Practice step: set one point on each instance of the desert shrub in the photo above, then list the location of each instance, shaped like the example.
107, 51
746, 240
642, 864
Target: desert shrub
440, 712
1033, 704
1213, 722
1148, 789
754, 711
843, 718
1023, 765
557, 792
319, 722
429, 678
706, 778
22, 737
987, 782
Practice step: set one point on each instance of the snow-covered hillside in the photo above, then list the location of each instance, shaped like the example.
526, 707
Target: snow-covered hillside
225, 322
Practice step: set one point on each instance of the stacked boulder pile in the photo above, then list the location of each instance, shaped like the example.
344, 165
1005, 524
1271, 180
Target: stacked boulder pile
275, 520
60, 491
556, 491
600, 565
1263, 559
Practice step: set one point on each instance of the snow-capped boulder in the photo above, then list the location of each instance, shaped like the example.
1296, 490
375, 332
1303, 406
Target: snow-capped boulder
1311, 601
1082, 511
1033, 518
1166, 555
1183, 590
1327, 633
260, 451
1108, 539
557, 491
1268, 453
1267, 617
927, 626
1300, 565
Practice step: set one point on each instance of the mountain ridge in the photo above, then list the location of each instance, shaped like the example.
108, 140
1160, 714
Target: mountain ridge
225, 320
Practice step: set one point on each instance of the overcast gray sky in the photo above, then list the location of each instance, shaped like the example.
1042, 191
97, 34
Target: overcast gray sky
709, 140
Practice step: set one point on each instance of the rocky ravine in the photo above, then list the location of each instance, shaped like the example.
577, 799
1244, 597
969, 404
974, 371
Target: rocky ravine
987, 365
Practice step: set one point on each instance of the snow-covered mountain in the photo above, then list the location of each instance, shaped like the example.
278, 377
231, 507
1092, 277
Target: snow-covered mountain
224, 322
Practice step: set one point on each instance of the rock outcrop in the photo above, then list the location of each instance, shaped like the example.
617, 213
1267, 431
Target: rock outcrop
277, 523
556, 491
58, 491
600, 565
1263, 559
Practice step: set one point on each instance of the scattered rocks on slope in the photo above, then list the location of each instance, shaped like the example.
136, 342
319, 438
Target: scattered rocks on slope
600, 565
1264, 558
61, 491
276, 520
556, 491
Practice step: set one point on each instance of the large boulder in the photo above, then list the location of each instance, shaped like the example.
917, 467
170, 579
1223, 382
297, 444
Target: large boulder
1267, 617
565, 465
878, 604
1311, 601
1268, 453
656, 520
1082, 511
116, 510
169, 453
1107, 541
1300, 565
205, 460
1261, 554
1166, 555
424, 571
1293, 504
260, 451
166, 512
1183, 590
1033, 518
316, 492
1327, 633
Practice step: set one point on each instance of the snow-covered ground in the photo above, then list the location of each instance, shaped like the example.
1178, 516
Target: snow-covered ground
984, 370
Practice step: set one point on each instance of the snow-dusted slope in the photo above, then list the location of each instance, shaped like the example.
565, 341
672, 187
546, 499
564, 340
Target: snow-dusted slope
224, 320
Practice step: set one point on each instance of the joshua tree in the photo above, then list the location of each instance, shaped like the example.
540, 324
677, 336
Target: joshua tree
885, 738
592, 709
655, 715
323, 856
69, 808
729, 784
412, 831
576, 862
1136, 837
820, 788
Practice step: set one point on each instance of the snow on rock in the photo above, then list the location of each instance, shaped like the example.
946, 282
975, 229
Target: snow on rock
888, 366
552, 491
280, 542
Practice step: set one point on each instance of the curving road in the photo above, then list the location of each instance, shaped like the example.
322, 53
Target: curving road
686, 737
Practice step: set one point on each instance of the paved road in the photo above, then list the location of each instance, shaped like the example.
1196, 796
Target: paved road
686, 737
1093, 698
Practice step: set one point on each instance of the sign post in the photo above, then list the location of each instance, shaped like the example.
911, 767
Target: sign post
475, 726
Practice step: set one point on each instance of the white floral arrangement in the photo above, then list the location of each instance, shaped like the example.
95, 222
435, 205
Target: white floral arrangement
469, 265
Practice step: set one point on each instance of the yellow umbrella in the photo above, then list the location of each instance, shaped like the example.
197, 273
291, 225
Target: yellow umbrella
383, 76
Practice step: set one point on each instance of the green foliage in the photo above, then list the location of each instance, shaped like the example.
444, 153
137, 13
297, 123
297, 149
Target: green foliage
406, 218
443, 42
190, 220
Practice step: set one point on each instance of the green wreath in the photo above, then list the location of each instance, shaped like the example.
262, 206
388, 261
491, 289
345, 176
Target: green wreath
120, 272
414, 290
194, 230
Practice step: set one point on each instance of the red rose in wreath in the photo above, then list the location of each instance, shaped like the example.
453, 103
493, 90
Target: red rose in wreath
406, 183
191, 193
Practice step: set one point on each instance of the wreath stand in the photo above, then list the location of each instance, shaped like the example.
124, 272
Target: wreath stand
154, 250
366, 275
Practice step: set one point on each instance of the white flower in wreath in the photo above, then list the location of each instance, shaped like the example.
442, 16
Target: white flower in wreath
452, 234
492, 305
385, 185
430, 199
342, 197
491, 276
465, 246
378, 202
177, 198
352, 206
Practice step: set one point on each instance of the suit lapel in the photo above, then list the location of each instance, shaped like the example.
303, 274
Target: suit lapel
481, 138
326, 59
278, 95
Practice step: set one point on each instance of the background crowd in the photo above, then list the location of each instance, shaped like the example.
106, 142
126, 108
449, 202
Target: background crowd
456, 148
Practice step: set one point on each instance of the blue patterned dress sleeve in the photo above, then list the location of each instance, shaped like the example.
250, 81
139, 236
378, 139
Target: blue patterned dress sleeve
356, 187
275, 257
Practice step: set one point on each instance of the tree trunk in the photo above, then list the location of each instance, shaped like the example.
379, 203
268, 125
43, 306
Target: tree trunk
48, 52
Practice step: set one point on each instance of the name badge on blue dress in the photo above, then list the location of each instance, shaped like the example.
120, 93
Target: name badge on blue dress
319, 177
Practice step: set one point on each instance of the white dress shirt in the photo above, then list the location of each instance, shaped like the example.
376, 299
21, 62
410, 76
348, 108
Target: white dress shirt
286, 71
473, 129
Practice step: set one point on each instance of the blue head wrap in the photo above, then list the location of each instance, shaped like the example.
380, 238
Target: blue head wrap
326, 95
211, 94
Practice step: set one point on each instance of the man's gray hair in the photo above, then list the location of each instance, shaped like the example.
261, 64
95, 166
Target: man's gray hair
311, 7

**Problem to work on**
Would you return all of the material exactly as written?

**Solution to this task**
Practice step: set one point on each instance of the desert shrub in the photo above, then list the location of each instance, shaped like the example.
107, 51
746, 240
642, 864
Target: desert shrub
440, 712
1033, 704
1213, 722
1148, 789
754, 711
843, 718
1023, 765
557, 792
319, 722
429, 678
706, 778
22, 737
987, 782
Practice step: set one point on each instance of the snow-covered hillside in the photo above, then list the location of each instance, shaped like the example.
526, 707
Target: snow-covered hillside
225, 322
Practice step: set one point on each instance of the stacked boulder pile in the photo above, then list the location of each instance, shaped like the example.
344, 165
1005, 524
1271, 180
Target: stacked boulder pile
275, 520
60, 491
556, 491
600, 565
1263, 559
Practice step: set one point on each instance of the snow-capped boulder in the photo above, then list the location of each instance, shaped like the example.
1296, 490
375, 332
1303, 406
Target: snow-capped boulder
1311, 601
1082, 511
1033, 518
1166, 555
1183, 590
1327, 633
260, 451
1108, 539
557, 491
1268, 453
1267, 617
927, 626
1300, 565
Practice step: set one point on each instance of the mountain ridge in the photo above, then list the location of each instance, shaped like the example.
108, 140
1160, 714
Target: mountain ridge
225, 320
Practice step: set one point on each instance of the overcast gray sky in the photo above, then list the location of each instance, shaped like the example.
1042, 191
97, 34
Target: overcast gray sky
709, 140
Practice step: set one point on each instance of the rocky ravine in the photo above, then list the location of each instance, shaped like the example.
577, 799
1244, 597
969, 404
974, 371
Target: rocky ravine
987, 365
Practice step: set one point on each instance of the snow-covered mountain in the photo above, then list the location of each instance, shaped like the example.
278, 377
231, 507
1092, 277
Target: snow-covered mountain
224, 322
Practice step: set one point on each instance of the rock outcrop in the photo above, then list the location of each instance, shaped like the example.
617, 213
1267, 431
Target: rock outcrop
277, 523
556, 491
58, 491
600, 565
1263, 559
Practice step: set one point on each instance of the scattered rocks on slope in the photo above, then list the location of each instance, shaped like the example.
136, 342
319, 438
Target: scattered rocks on slope
600, 565
1264, 558
61, 491
276, 520
556, 491
Practice step: set one point on each instance of the large boulder in the photo above, then list the location of each instance, shaped like the example.
917, 467
170, 579
1223, 382
297, 444
Target: large boulder
1267, 617
565, 465
878, 604
1311, 601
1268, 453
656, 520
1082, 511
116, 510
169, 453
1107, 541
1300, 565
205, 460
1261, 554
1166, 555
424, 571
1293, 504
260, 451
166, 512
1183, 590
1033, 518
316, 492
1327, 633
Practice step: set one point on each instance of the snow-covered ground in the photo above, then list the location of each instance, shaped like the example.
1178, 516
Target: snow-covered ground
984, 370
Practice step: set one point on each instance of the snow-dusted slope in the photo above, then list the location of each instance, shaped like the example.
565, 341
672, 187
546, 499
564, 340
Target: snow-dusted slope
224, 320
Practice step: set one point on each instance of the joshua tree in the photo above, then list the location of each instance, shaped like the example.
540, 324
677, 336
Target: joshua tree
885, 738
592, 709
655, 715
323, 856
69, 808
729, 784
412, 831
576, 862
1136, 837
820, 788
Practice step: set one point on each instance of the snow on rock in the photo above, then list the location of each instance, shaped like the example.
946, 282
975, 229
Target: snow on rock
888, 366
552, 491
280, 542
Practice step: set one point on each instance of the curving road in the photo above, then list the location of each instance, shaped like the example.
322, 53
Target: curving road
686, 737
Practice step: set one point on each instance of the paved road in the photo above, then list the location of each instance, shaped like the example.
1196, 796
Target: paved road
686, 737
1093, 698
Practice step: set one point on each instance of the sign post in the photo above, then list the location of each instance, shaped like the example.
911, 767
Target: sign post
475, 726
Practice step: set one point on each instance of the white floral arrangement in the photo above, then list the location of each instance, shaped like the example.
95, 222
435, 205
Target: white floral arrangement
469, 265
Practice step: set one point on each instance of the yellow umbrella in the photo above, then list the location of each instance, shaped like the example.
197, 273
291, 225
Target: yellow umbrella
383, 76
Practice step: set one point on each instance of the green foliage in the photo above, then list the location of each instance, shaped like the example.
444, 153
137, 13
297, 123
297, 149
Target: green foliage
406, 218
443, 42
190, 220
Practice step: set one point on each instance of the green wreath in the photo above, then list the location of each instance, shaped like the example.
262, 206
388, 261
491, 289
345, 176
Target: green wreath
120, 272
414, 290
194, 230
Practice step: set one point on each instance of the red rose in wreath in the photo above, then list the location of each instance, shaped like the example.
453, 103
493, 90
Target: red rose in wreath
406, 183
191, 193
Practice step: set one point on each instance of the wreath stand in the photo above, then list the location of each instance, shaped like the example.
124, 272
Target: wreath stand
154, 250
366, 275
Practice step: set one point on each instance of the white flower in wreath in the photo above, then list the location of each instance, shaped like the example.
442, 16
Target: white flower in wreath
452, 234
492, 305
385, 185
430, 199
342, 197
491, 276
465, 246
378, 202
177, 198
352, 206
Practice step: set one point on each instance of the suit lapel in the photo above, then list the location of each instance, shaped like the example.
303, 274
Target: suit lapel
481, 138
326, 59
278, 95
Practice step: set one point on each instance of the background crowd in the photo above, then list the location of each instance, shaped like the example.
106, 142
126, 108
449, 202
Target: background crowd
456, 148
Practice step: set one point on each instance of the blue patterned dress sleeve in the photo above, then list the location of each instance, shaped like the example.
250, 81
139, 236
378, 139
Target: blue patterned dress sleeve
356, 187
275, 257
Practice step: set one point on each instance of the tree trunk in the photo above, then list the location of each instance, shaped like the example.
379, 203
268, 125
43, 306
Target: tree trunk
48, 52
Practice step: set one point on each instance of the name badge on blue dress in the photo above, then list the location of each instance, shaped like the example.
120, 93
Target: name badge on blue dress
319, 177
Practice step: set one point on each instance of the white dress shirt in the photo above, then list the location of each instance, shaped like the example.
376, 299
21, 62
410, 76
348, 108
Target: white dress shirt
286, 71
473, 129
Practice step: set one point on each instance of the blue head wrap in the photo above, then list the location of each instance, shaped like the example.
380, 238
Target: blue head wrap
326, 95
211, 94
Practice step: set one point on each instance of the man's gray hair in the photo above, then list the location of each instance, shaped like the example.
261, 64
95, 166
Target: man's gray hair
311, 7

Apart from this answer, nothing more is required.